In the listing beneath this line, copy exactly the lines starting with the one containing "box: [251, 171, 326, 410]" and going on through the one containing "177L276 188L283 210L265".
━━━━━━━━━━━━━━━━━━━━━━━━━━━━━━
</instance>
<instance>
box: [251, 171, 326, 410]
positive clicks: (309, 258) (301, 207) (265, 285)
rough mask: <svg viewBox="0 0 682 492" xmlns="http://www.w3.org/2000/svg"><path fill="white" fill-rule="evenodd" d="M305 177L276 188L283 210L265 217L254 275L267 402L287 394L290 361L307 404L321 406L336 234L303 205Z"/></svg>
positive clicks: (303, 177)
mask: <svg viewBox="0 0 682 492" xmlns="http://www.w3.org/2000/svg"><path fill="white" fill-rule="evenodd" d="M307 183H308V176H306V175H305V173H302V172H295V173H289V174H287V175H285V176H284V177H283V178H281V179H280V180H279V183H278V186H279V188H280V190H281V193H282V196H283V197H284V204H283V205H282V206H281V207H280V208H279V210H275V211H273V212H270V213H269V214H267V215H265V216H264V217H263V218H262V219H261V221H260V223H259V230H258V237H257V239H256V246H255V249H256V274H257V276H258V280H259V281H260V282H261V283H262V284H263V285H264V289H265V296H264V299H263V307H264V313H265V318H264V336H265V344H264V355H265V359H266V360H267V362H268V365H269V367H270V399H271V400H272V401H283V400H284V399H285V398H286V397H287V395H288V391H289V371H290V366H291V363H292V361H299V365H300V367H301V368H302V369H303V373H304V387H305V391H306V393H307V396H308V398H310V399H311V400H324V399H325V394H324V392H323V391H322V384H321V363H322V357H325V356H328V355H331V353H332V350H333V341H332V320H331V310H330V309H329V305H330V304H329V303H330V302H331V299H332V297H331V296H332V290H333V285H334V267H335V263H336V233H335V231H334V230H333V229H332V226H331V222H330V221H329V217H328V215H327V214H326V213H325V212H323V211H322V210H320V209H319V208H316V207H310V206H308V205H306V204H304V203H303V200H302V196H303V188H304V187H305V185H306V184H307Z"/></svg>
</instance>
━━━━━━━━━━━━━━━━━━━━━━━━━━━━━━
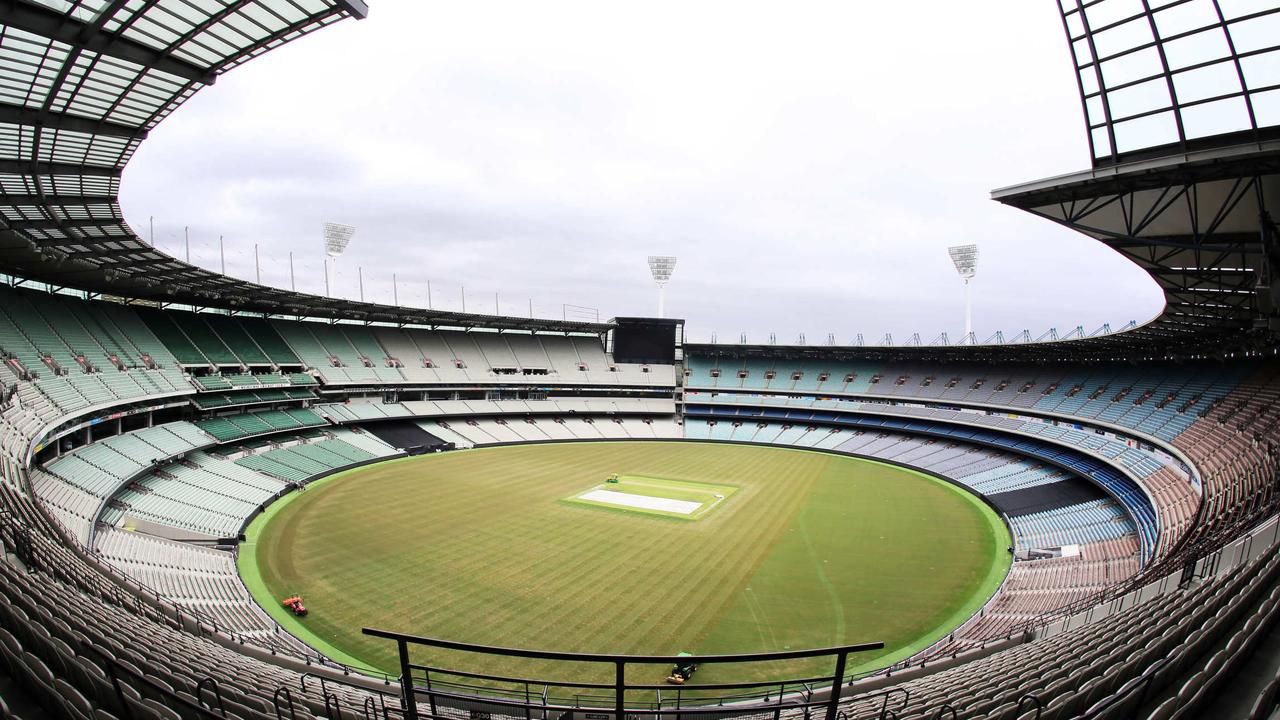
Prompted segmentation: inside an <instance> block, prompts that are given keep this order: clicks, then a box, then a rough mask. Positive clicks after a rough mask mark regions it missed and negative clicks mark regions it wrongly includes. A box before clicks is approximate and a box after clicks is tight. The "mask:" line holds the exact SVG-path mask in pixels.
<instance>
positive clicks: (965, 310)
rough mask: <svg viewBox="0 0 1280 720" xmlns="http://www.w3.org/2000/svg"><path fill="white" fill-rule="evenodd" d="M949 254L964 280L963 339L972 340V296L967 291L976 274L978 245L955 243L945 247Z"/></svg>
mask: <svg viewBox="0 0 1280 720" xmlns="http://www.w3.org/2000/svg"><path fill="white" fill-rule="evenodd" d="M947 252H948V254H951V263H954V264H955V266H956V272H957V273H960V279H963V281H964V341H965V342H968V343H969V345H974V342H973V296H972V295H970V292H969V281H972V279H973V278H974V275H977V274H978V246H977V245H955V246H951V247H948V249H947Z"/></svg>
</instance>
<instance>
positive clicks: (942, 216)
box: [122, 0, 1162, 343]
━━━━━━━━━━━━━━━━━━━━━━━━━━━━━━
### RESULT OF THE TASK
box: [251, 171, 326, 410]
positive clicks: (309, 258) (301, 207) (265, 285)
rough mask: <svg viewBox="0 0 682 492" xmlns="http://www.w3.org/2000/svg"><path fill="white" fill-rule="evenodd" d="M305 177L276 188L283 210L265 217L254 275L267 402L287 394L290 361L307 404L321 406L336 234L303 205Z"/></svg>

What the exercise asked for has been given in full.